Records from a data source
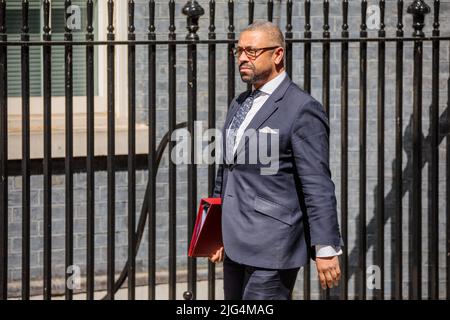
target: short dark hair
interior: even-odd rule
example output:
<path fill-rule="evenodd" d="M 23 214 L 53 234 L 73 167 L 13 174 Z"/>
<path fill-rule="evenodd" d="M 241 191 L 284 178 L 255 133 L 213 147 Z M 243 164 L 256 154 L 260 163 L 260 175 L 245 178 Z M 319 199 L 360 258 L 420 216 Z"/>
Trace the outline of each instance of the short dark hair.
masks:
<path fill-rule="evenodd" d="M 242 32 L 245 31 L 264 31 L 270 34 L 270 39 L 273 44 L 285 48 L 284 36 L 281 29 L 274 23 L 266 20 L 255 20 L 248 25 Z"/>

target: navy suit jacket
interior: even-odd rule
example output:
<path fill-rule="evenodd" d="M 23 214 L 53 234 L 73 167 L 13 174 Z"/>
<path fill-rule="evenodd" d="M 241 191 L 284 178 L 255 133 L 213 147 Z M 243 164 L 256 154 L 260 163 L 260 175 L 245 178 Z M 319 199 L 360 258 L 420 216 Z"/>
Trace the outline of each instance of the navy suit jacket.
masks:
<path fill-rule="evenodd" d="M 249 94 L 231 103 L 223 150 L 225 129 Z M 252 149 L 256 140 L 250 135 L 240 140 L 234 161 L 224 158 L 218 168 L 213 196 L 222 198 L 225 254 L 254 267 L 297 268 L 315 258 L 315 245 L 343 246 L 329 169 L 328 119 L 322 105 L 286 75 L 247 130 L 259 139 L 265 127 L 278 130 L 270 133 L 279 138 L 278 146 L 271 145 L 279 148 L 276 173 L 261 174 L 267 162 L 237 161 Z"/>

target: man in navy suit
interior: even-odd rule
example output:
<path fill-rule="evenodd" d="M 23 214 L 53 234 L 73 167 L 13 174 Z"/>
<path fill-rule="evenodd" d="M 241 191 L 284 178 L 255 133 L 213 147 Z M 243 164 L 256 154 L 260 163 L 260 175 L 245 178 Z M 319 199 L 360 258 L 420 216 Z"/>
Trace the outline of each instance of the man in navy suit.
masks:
==
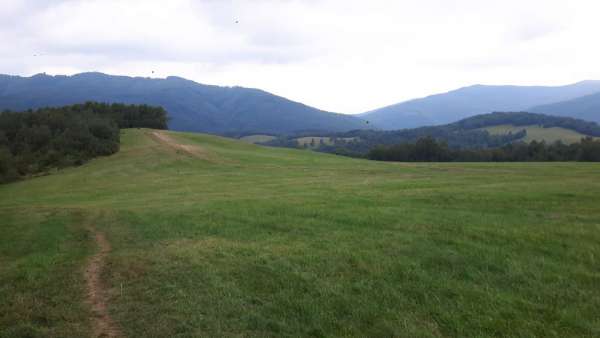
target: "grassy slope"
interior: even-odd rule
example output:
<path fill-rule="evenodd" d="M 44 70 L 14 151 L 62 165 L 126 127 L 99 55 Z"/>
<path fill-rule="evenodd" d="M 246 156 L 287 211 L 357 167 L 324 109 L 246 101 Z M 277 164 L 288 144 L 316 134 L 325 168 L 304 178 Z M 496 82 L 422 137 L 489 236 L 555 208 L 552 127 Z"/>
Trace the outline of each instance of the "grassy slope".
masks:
---
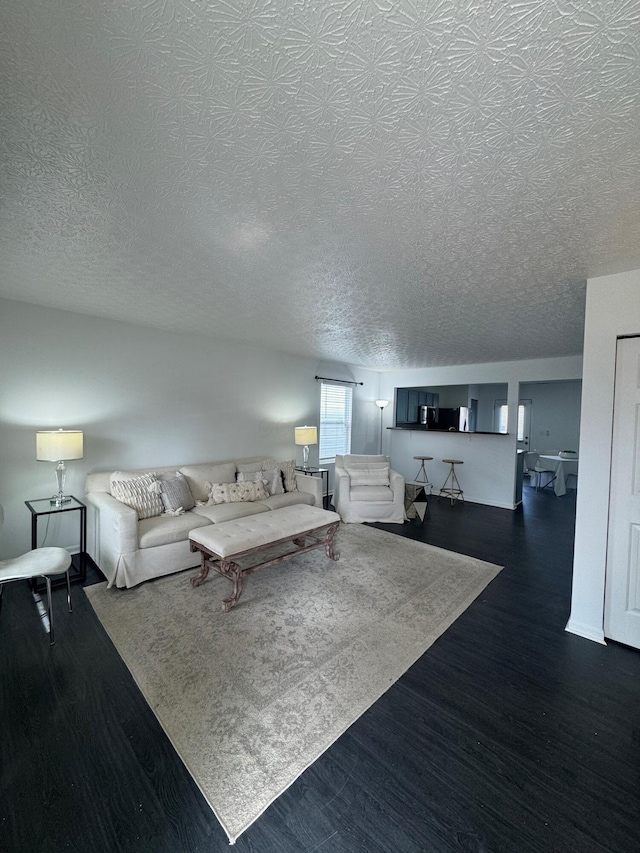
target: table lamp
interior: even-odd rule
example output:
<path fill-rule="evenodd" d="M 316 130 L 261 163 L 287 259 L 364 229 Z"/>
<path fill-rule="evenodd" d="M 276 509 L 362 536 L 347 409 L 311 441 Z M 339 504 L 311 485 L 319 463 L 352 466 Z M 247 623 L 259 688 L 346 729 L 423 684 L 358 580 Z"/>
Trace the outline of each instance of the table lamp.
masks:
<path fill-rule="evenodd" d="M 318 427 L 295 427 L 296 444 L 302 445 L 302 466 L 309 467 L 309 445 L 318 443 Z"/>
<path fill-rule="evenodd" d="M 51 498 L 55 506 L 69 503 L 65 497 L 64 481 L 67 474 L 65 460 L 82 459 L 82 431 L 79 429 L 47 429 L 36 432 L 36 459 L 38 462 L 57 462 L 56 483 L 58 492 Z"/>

> _WORK INSTRUCTION_
Copy every line in the data above that has the string "lamp" in it.

> _SOLUTION TO THE PROBLEM_
target: table lamp
Trace the outline of each instance of the table lamp.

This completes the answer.